== ENUNCIADO DO EXERCÍCIO ==
Responda às perguntas a seguir com base no texto sobre o habitus.
(a) Qual conceito apresenta a exteriorização do habitus pelos agentes?
(b) De que maneira acontece a interiorização das estruturas sociais?
(c) Que solução Bourdieu propõe para driblar a reprodução da estrutura social?

== TEXTO APRESENTADO ==
|---|

Para Bourdueu o habitus seria como uma segunda natureza dos indivíduos. Em parte autônoma histórica e presa ao meio. Portanto o habitus na concepção do autor pode ser transferido de forma explicita ou implícita, funcionando assim como um esquema de ação, reflexão e percepção que está inscrito no corpo e na mente em forma de postura e gestos.

A exteriorização do habitus pelos agentes, na teoria deste autor é apresentada no conceito de hexis Corporal. Para ilustrar o que o próprio Bourdieu chama de hexis, darei como exemplo a postura de um Juiz e de um auxiliar de serviços gerais que faz a manutenção e limpeza do Supremo Tribunal Federal. Perceba mesmo estando ambos no mesmo ambiente as posturas e gestos de ambos expressados pelos corpos são bastante distintas. Observa-se que o primeiro com o “nariz empinado” queixo erguido como quem demonstra o domínio de um determinado ambiente, enquanto queo segundo move-se no mesmo ambiente, no entanto mantém uma postura de cabeça baixa como se demonstrasse inferioridade diante do primeiro. Desta forma Bourdieu diz que o campo imprime nos corpos dos indivíduos a sua condição de classe, portanto as disposições presentes no habitus são plásticas e flexíveis, podendo então ser fortes ou fracas nas quais são adquiridas pela interiorização das estruturas sociais.

3.2 Da interiorização das estruturas sócias

A interiorização das estruturas sócias por sua vez, acontece de maneira in- consciente, caso contrário, se fossem apenas ensinadas estas estruturas poderiam ser rejeitadas pelos indivíduos, portanto ela é transferida e reproduzida através do inconsciente, como no campo dos gêneros onde a mulher tem uma postura e o homem outra, afinal não é algo que se ensina, pelo contrário, é apreendido inconscientemente. Embora tenham ocorrido vários avanços na igualdade de gênero ainda temos uma diferença de gêneros bastante marcada por estas impressões estruturais, internalizada pelos indivíduos e exteriorizadas em seus corpos. Continuemos com exemplos a cerca dos gêneros, as mulheres andam diferente dos homens, estes últimos por sua vez sentam-se diferente das mulheres. Outro exemplo que pode ilustrar tamanha força do habitus presente nas estruturas são os trabalhos domésticos. Geralmente há vários discursos de uma sociedade que ainda conserva um caráter machista e conservador as atividades domésticas são atividades exclusiva da mulher. As ultimas por sua vez, também reproduzem de maneira inconsciente esta estrutura. Perguntada sobre seu marido, que contribui na execução de tais atividades, certamente responde “ ele é um ótimo marido, pois me ajuda nas atividades da casa”, a idéia de que ele ajuda e não de que o mesmo executa, por si só agrega para aquela atividade uma doxa (pensamento dominante) na qual diz que esta atividade compete a mulher dona de casa. Casais homossexuais tendem a reproduzir também esta ideia de casal presente na doxa dominante. Mesmo sendo do mesmo sexo, as divisões de trabalhos, posições no relacionamento acabam sendo incorporadas por eles a partir da estrutura na qual estão inseridos de maneira inconscientemente e reproduzidas, como se fossem um casal. Vale salientar que não estou aqui generalizando esta situação, pois este não é de maneira alguma o foco deste trabalho, os exemplos dados tentam na verdade mostrar que os indivíduos vestem a estrutura social no seu corpo e na mente através da incorporação da estrutura na qual estes indivíduos estão inseridos. A solução proposta por Bourdieu, para driblar esta reprodução da estrutura social é ter o conhecimento da mesma.

|---|

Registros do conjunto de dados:
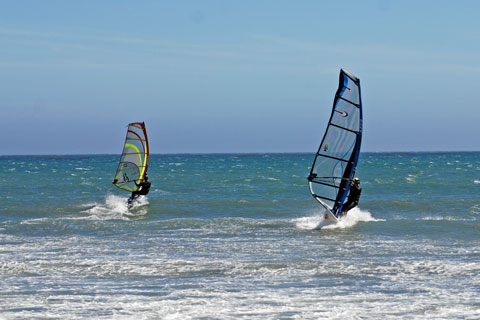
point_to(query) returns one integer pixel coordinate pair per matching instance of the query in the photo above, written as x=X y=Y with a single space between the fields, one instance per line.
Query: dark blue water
x=237 y=236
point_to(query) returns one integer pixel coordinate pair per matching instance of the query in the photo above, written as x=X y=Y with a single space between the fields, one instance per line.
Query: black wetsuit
x=353 y=198
x=143 y=189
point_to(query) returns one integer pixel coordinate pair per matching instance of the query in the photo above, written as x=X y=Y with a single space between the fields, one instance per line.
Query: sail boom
x=343 y=128
x=352 y=103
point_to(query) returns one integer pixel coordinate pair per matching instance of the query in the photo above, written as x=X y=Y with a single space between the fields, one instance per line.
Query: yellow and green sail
x=133 y=163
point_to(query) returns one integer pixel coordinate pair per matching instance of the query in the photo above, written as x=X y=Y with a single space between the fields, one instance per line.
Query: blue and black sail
x=336 y=159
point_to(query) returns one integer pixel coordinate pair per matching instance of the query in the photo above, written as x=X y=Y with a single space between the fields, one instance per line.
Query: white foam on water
x=318 y=221
x=353 y=217
x=116 y=207
x=309 y=223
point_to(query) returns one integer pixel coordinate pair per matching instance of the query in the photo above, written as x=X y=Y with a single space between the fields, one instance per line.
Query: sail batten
x=133 y=163
x=337 y=156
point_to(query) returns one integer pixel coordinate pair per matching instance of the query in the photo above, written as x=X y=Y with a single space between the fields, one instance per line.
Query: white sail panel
x=133 y=162
x=336 y=159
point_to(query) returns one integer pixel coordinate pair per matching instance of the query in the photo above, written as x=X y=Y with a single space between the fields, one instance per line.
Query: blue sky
x=236 y=76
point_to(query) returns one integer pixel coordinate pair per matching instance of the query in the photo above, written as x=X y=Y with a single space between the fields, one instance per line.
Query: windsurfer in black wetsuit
x=143 y=189
x=353 y=196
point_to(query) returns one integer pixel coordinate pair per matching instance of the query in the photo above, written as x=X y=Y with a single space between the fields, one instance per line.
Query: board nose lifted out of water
x=337 y=156
x=133 y=163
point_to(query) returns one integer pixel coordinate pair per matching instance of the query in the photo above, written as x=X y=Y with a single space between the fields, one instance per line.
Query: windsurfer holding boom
x=143 y=189
x=353 y=196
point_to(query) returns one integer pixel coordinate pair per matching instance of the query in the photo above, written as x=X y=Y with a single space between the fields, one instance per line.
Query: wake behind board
x=336 y=160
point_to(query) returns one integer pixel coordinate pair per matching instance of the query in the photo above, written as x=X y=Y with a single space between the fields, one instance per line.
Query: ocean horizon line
x=236 y=153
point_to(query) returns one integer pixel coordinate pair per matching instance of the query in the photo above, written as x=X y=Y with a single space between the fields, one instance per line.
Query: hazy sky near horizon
x=236 y=76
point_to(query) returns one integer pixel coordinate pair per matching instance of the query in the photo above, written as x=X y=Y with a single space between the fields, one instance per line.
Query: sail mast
x=337 y=156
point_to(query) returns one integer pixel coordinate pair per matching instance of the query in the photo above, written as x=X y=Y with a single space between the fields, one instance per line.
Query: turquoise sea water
x=232 y=236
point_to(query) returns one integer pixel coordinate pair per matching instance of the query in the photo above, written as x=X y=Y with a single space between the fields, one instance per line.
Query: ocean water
x=237 y=236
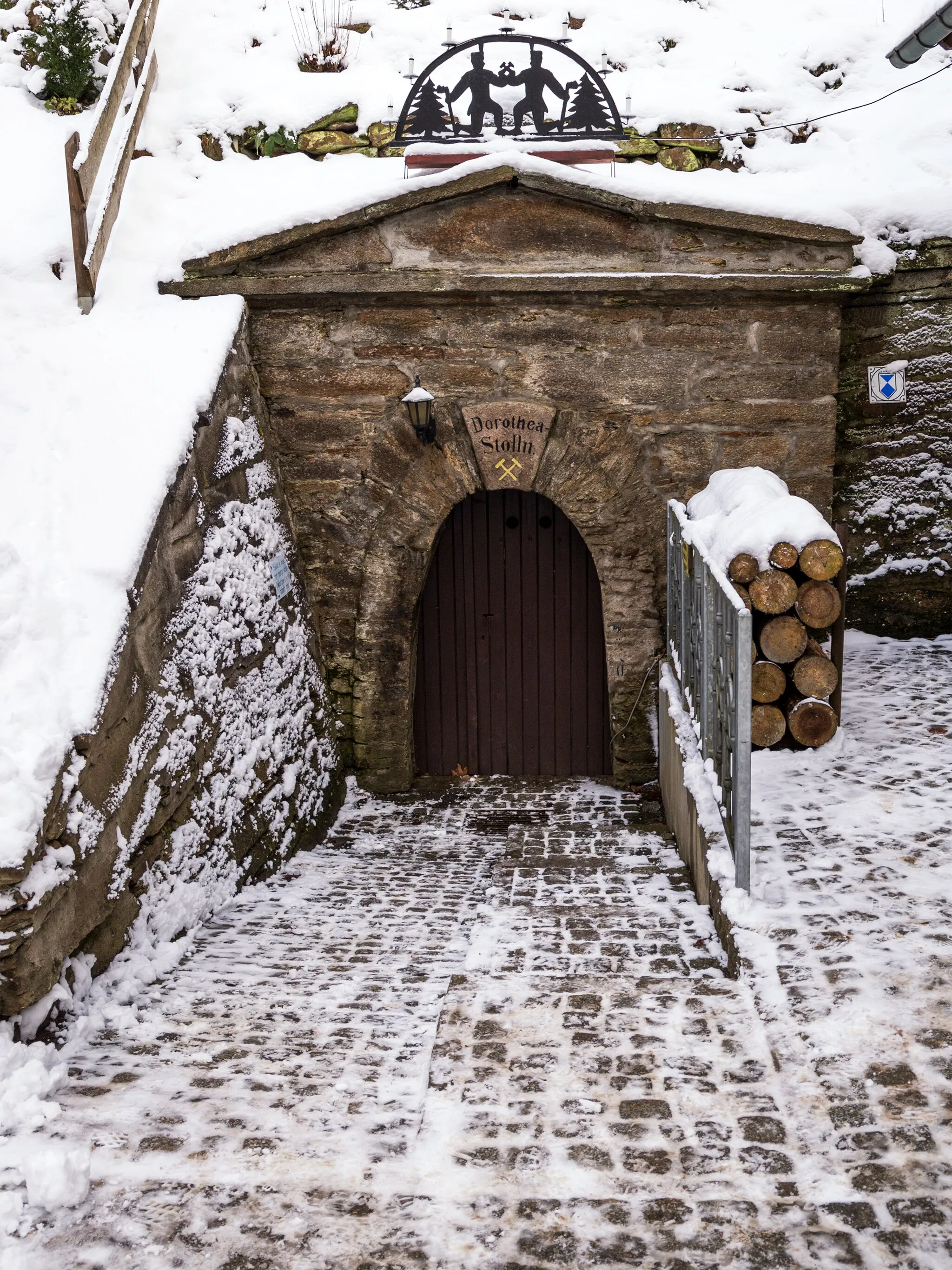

|---|

== RESPOSTA DO EXERCÍCIO ==
(a) O conceito de hexis corporal.
(b) De maneira inconsciente.
(c) Ter o conhecimento da estrutura social.